== Set problem ==
Exactly reproduce the lines from the line that has "the industrial chimney" down to the last line of the entries, inclusive.

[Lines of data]

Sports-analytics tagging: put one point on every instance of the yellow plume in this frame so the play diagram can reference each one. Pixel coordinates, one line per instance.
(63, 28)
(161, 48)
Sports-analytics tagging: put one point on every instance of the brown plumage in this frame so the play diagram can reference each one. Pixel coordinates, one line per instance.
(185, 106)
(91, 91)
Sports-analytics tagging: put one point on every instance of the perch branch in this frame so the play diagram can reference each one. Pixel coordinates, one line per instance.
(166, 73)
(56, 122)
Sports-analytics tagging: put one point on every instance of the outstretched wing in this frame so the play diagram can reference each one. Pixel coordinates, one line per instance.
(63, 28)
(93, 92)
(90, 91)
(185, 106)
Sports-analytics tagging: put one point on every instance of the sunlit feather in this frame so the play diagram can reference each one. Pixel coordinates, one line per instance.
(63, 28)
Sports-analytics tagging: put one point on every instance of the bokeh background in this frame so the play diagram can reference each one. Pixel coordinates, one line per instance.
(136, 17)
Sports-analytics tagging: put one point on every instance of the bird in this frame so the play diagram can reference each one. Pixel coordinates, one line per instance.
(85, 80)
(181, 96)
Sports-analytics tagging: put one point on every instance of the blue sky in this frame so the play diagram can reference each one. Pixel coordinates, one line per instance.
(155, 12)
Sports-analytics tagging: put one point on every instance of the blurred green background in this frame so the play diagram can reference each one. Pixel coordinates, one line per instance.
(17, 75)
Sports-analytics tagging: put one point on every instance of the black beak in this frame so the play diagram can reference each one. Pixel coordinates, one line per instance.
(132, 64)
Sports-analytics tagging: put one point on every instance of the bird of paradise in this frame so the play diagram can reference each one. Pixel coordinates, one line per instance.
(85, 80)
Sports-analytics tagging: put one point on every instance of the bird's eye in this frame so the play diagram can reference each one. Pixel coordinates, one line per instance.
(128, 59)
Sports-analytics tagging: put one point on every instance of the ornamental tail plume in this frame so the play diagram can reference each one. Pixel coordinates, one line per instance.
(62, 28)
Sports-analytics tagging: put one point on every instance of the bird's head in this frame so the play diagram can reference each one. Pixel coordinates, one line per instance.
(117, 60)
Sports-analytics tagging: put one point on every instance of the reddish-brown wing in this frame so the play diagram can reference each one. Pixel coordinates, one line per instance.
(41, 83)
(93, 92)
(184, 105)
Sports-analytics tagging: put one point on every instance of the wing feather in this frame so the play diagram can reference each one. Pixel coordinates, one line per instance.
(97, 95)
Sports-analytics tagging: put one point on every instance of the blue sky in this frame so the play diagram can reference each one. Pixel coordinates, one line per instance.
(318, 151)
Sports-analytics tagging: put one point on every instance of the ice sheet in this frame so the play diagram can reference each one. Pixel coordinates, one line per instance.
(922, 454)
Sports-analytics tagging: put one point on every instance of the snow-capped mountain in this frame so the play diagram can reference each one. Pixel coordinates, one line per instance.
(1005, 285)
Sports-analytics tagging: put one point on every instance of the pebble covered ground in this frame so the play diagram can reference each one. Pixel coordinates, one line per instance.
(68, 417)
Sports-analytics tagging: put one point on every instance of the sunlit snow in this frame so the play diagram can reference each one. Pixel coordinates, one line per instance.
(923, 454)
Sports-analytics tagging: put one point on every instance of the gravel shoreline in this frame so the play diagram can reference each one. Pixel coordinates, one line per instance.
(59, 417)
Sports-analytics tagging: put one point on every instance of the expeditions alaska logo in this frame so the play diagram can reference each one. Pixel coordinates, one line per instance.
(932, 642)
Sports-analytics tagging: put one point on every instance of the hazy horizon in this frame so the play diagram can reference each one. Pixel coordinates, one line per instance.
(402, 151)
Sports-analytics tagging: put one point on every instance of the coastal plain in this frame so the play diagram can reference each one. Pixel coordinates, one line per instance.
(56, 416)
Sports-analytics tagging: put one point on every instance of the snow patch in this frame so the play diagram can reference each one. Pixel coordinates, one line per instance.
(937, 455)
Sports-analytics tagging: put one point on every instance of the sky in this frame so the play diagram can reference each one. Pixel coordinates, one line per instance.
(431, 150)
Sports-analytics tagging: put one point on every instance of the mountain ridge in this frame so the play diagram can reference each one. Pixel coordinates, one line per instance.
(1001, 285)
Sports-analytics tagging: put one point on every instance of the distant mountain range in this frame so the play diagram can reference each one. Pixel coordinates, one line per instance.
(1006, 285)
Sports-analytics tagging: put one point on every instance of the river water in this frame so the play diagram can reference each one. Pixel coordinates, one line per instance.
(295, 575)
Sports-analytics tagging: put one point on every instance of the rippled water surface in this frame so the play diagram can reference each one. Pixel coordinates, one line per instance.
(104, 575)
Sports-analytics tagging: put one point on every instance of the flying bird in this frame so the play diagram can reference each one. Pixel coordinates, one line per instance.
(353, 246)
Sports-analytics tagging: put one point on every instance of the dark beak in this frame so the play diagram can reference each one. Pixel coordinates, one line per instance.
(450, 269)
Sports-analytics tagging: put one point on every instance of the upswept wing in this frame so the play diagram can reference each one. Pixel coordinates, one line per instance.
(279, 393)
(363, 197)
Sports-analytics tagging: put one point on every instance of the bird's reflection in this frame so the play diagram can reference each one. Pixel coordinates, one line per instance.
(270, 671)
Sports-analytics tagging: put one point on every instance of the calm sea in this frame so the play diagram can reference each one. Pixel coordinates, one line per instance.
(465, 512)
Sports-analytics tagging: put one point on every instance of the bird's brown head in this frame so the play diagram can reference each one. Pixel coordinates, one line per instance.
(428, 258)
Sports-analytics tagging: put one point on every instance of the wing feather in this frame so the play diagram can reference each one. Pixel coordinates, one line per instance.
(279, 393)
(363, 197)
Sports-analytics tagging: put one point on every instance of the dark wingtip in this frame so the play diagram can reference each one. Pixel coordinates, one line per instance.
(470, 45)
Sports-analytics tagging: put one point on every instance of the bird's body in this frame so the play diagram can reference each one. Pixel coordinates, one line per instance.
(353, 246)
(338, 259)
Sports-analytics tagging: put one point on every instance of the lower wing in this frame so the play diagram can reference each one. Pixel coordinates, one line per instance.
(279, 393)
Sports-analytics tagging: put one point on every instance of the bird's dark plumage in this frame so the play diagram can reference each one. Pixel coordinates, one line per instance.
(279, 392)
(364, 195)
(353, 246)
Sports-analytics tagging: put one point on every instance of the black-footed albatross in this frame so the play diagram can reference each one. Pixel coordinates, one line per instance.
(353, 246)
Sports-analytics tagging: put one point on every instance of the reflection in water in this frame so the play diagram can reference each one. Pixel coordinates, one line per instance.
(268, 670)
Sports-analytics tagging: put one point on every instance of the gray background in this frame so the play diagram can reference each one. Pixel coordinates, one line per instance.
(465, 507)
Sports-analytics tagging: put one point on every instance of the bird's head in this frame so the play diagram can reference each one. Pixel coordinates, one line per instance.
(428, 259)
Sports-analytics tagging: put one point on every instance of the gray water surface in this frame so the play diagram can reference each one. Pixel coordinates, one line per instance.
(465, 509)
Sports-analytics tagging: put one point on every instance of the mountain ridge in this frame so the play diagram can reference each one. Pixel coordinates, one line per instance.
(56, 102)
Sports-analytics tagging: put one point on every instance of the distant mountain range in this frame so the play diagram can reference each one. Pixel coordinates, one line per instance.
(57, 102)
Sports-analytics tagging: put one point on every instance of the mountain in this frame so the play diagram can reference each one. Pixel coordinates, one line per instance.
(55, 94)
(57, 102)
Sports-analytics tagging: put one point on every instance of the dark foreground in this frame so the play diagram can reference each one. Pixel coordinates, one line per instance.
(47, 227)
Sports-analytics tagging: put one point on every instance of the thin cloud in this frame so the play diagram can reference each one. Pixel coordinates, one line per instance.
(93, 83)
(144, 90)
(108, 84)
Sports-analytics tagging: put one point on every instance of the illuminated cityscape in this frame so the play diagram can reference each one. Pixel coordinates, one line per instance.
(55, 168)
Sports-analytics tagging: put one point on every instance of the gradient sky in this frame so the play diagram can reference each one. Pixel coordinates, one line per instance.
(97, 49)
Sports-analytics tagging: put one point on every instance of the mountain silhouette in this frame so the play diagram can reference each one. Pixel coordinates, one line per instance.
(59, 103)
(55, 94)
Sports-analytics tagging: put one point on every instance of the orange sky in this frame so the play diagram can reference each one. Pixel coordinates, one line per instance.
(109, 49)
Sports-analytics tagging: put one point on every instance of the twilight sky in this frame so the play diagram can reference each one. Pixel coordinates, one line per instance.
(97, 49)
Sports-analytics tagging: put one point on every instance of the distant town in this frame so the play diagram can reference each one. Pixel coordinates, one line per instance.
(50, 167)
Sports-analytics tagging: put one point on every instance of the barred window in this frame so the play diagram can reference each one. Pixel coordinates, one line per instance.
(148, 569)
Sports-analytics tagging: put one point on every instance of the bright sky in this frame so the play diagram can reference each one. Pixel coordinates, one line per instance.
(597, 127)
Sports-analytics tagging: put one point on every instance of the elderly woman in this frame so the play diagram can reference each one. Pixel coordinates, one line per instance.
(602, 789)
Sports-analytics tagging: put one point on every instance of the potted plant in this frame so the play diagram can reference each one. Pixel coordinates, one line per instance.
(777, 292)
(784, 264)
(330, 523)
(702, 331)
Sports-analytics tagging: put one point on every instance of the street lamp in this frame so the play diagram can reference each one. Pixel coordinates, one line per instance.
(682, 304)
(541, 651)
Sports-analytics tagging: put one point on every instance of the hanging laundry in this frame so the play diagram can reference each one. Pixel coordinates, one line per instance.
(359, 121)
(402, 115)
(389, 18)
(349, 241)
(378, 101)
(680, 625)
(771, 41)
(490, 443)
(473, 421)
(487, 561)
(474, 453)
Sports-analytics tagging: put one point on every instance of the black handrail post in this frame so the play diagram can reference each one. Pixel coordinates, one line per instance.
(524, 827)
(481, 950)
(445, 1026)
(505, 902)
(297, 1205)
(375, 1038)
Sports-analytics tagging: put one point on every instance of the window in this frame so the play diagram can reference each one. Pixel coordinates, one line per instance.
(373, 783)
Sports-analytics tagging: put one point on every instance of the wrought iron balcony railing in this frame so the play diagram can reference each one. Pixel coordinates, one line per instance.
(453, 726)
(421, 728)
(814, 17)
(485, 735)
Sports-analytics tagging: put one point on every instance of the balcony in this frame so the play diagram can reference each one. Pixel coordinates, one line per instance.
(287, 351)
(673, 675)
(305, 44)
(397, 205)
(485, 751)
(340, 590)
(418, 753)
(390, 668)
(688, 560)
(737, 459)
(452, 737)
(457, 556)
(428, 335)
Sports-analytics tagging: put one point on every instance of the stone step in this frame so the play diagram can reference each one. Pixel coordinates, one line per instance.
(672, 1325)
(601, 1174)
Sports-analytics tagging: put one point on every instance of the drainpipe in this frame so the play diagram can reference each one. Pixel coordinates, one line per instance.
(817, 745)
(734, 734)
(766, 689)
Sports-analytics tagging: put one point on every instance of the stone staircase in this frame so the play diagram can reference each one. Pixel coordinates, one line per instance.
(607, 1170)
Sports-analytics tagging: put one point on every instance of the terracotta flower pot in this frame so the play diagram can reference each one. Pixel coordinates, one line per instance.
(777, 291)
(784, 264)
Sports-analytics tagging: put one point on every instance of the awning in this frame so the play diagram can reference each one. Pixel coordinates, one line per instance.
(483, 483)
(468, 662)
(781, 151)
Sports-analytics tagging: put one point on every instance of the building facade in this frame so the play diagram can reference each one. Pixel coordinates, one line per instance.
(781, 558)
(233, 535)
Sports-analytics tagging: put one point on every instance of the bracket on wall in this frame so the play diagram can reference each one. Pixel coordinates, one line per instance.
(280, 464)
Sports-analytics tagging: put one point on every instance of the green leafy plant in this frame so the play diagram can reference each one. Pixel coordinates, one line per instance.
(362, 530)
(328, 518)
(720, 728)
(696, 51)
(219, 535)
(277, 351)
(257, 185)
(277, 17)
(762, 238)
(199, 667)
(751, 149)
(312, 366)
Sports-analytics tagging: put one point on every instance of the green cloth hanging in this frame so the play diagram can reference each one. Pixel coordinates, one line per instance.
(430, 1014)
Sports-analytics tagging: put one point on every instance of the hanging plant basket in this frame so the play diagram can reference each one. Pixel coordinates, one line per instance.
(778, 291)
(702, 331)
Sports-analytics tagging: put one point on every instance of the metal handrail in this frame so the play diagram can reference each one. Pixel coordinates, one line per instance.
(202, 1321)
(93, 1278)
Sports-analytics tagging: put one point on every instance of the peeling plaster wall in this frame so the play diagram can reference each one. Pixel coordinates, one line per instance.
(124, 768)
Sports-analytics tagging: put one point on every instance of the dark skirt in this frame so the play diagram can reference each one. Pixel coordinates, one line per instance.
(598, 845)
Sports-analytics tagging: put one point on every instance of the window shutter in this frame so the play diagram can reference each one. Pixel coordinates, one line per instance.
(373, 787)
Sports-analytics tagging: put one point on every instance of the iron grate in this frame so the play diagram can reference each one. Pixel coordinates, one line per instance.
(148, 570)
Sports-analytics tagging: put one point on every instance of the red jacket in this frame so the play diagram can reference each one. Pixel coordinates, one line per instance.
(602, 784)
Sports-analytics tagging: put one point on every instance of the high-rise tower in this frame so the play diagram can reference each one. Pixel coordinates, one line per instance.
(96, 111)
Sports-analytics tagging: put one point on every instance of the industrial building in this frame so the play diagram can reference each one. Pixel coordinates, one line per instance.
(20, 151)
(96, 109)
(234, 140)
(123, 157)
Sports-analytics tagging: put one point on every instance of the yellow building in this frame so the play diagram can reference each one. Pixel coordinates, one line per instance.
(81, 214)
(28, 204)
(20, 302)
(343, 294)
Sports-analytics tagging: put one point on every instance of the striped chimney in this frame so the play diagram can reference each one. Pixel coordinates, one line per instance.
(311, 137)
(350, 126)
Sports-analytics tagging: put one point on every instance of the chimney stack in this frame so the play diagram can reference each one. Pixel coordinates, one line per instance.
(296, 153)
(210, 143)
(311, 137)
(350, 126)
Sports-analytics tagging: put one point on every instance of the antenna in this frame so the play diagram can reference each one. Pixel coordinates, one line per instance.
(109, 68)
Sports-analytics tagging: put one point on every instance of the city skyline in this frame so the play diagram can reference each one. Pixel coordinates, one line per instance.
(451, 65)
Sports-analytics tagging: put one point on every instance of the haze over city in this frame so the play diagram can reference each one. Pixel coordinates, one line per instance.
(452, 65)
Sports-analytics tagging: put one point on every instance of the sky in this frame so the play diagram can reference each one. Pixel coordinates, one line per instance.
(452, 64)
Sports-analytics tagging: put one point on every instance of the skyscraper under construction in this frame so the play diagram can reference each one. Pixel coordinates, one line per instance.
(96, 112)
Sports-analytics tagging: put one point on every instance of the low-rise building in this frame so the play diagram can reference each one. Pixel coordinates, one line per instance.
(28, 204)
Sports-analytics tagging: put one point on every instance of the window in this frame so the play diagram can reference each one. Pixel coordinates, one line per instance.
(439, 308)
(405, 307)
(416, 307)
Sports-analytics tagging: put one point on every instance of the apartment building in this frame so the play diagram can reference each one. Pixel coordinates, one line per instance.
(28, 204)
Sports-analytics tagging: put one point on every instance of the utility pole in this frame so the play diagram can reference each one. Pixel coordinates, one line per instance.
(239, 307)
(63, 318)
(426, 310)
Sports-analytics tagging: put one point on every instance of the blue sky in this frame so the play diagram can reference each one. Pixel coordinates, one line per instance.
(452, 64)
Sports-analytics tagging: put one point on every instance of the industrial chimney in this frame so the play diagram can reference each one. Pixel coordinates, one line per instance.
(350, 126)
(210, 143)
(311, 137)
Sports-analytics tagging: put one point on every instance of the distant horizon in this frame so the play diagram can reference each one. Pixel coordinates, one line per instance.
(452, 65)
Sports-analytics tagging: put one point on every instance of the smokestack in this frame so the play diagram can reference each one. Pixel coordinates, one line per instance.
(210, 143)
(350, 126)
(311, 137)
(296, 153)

== Result of the task ==
Sports-analytics tagging: put one point on every instance of the industrial chimney in this frame so the play diagram can reference each one. Pixel coordinates, one line per instance.
(350, 126)
(210, 143)
(311, 137)
Sports-analytics tagging: put one point on every instance of the distant horizon in this frame so the play diagram can reference each one. Pixel coordinates, one line per instance.
(452, 65)
Sports-analytics tagging: put one point on every instance of the smokestack in this frame so the play diagram can reference each one. Pixel coordinates, one line per instance.
(210, 143)
(350, 126)
(311, 137)
(296, 153)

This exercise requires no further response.